→ Exercise aim: Exactly as written, give again the line with "negative clicks: (1273, 10)" and all subsequent lines through the end of the records.

→ Listed records:

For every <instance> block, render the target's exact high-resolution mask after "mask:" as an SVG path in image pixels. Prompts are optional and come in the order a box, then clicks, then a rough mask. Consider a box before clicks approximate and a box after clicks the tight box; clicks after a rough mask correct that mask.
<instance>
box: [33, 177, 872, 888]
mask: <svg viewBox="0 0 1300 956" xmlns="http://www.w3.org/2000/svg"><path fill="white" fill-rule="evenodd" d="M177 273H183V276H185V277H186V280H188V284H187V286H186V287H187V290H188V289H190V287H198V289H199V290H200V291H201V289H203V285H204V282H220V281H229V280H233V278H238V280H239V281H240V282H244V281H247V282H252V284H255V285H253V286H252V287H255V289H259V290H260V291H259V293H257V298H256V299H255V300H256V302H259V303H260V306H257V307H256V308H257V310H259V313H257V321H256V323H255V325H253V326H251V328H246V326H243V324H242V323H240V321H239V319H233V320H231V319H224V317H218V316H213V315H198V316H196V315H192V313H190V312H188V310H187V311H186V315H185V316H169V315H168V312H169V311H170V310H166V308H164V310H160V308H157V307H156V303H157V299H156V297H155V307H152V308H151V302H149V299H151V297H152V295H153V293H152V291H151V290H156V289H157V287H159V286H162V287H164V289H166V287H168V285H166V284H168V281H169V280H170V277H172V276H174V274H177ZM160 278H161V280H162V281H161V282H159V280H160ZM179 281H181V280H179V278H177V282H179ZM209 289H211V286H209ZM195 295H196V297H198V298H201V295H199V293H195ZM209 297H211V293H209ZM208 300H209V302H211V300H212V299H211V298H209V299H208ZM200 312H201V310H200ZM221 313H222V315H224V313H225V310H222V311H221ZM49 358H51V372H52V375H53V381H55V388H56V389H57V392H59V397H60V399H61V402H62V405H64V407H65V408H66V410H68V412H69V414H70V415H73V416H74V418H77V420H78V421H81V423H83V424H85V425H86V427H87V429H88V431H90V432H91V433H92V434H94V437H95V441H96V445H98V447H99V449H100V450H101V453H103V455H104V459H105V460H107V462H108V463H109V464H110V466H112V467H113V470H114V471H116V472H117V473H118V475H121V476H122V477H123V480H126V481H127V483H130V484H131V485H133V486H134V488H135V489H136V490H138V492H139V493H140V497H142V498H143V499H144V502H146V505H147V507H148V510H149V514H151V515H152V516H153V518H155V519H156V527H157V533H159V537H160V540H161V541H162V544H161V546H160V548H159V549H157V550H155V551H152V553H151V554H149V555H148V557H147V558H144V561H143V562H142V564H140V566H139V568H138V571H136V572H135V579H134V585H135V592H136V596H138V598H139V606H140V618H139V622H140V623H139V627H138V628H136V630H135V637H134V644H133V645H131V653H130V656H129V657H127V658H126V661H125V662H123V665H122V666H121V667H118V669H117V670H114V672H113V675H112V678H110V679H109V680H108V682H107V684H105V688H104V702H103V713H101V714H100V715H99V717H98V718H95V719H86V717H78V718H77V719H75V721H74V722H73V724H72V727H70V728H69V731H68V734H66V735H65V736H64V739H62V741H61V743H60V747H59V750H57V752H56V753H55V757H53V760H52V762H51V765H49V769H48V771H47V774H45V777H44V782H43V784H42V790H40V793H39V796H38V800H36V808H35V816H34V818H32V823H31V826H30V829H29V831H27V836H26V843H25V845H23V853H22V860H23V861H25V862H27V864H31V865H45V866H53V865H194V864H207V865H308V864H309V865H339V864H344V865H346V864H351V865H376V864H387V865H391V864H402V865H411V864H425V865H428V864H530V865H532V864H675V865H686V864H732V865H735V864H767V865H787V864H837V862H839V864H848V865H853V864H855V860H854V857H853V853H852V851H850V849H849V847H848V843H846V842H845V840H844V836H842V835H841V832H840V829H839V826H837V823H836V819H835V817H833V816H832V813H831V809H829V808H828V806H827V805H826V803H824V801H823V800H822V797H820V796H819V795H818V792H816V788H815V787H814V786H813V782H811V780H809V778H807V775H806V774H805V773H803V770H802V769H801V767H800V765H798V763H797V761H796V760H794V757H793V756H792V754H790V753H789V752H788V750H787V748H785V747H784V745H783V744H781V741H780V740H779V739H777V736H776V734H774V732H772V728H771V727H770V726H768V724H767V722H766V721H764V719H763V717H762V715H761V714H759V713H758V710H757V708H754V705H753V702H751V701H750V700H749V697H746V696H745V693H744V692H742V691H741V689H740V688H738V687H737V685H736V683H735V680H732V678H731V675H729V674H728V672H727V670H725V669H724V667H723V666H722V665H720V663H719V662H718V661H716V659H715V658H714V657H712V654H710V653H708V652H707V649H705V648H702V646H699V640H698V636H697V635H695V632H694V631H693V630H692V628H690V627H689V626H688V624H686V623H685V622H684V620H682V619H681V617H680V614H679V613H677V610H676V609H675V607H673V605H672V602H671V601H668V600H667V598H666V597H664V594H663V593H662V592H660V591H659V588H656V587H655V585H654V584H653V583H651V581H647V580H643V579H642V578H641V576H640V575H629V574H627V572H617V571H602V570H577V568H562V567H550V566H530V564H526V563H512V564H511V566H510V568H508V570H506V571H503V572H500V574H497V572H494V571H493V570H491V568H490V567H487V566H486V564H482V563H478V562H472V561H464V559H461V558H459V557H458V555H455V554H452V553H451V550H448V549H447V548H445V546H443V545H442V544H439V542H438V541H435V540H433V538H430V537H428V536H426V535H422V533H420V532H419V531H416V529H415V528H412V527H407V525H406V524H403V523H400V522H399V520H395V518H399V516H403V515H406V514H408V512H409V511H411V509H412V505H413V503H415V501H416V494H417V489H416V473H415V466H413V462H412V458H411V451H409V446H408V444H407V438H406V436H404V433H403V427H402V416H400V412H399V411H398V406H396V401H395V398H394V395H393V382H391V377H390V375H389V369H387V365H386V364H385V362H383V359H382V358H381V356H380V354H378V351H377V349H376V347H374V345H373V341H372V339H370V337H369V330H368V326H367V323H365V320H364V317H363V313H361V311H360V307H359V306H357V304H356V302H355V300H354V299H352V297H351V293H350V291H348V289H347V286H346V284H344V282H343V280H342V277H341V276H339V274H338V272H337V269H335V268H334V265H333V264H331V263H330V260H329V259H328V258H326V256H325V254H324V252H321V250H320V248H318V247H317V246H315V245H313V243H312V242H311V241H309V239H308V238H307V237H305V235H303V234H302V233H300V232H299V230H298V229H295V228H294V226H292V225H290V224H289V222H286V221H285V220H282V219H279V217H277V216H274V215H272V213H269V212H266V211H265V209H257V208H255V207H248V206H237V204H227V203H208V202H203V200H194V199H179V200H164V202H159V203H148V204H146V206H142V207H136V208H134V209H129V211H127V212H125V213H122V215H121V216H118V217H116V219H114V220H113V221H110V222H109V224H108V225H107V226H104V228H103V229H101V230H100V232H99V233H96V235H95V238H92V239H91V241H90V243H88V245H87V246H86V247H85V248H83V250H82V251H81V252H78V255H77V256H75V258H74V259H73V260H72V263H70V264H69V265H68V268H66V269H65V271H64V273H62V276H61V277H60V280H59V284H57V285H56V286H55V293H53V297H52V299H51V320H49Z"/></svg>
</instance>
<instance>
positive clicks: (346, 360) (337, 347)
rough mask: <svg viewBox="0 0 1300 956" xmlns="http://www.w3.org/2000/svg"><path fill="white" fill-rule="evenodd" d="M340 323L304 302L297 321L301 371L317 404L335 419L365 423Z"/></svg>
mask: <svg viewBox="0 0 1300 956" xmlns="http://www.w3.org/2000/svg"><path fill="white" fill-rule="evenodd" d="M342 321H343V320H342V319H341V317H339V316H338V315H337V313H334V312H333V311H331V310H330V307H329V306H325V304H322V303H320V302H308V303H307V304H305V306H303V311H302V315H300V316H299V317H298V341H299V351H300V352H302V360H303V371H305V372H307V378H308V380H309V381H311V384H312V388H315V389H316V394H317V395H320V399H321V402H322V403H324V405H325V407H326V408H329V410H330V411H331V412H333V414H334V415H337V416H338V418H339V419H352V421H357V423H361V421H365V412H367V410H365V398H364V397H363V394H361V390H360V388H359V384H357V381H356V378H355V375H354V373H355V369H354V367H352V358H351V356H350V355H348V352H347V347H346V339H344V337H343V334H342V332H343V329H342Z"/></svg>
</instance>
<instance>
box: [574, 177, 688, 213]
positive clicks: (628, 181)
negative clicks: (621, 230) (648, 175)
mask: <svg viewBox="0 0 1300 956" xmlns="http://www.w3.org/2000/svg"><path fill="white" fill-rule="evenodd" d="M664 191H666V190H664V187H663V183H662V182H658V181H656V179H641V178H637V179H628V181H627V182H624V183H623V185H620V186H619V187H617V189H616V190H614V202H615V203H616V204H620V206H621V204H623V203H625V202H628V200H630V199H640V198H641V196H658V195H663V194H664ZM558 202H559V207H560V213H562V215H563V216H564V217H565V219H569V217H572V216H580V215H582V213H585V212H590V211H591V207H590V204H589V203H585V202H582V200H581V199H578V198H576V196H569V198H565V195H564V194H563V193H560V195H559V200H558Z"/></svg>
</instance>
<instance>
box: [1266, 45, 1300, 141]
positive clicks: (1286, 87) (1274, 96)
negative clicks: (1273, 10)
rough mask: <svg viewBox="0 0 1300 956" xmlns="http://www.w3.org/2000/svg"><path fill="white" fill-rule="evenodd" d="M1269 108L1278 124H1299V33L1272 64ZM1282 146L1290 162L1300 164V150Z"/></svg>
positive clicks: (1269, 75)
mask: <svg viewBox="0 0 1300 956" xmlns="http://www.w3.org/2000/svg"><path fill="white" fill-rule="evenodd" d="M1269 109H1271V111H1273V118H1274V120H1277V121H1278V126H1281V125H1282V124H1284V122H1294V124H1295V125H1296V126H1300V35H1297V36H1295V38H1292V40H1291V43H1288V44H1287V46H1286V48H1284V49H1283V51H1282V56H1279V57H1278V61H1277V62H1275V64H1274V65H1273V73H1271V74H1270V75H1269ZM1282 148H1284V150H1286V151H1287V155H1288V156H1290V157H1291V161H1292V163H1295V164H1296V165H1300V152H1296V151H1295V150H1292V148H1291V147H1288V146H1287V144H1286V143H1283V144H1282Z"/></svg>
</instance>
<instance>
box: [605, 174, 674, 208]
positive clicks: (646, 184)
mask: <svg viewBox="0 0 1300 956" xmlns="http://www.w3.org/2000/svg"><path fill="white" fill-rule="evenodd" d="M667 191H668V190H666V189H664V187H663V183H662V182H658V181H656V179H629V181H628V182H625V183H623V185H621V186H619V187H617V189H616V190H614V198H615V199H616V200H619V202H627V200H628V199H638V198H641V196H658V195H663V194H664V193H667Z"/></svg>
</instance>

→ Answer box:
negative clicks: (1273, 10)
rough mask: <svg viewBox="0 0 1300 956" xmlns="http://www.w3.org/2000/svg"><path fill="white" fill-rule="evenodd" d="M1269 108L1278 124H1299V33L1272 64ZM1282 146L1290 162L1300 164V150Z"/></svg>
positive clicks: (1269, 75)
mask: <svg viewBox="0 0 1300 956" xmlns="http://www.w3.org/2000/svg"><path fill="white" fill-rule="evenodd" d="M1269 109H1271V111H1273V118H1274V120H1277V121H1278V126H1281V125H1282V124H1284V122H1294V124H1295V125H1296V126H1300V35H1297V36H1295V38H1292V40H1291V43H1288V44H1287V46H1286V48H1284V49H1283V51H1282V56H1279V57H1278V61H1277V62H1275V64H1274V65H1273V73H1271V74H1270V75H1269ZM1282 148H1284V150H1286V151H1287V155H1288V156H1290V157H1291V161H1292V163H1295V164H1296V165H1300V152H1296V151H1295V150H1292V148H1291V147H1288V146H1287V144H1286V143H1283V144H1282Z"/></svg>
</instance>
<instance>
box: [605, 174, 674, 208]
positive clicks: (646, 184)
mask: <svg viewBox="0 0 1300 956" xmlns="http://www.w3.org/2000/svg"><path fill="white" fill-rule="evenodd" d="M667 191H668V190H666V189H664V187H663V183H662V182H658V181H656V179H629V181H628V182H625V183H623V185H621V186H619V187H617V189H616V190H614V198H615V199H616V200H619V202H627V200H628V199H638V198H641V196H658V195H663V194H664V193H667Z"/></svg>
</instance>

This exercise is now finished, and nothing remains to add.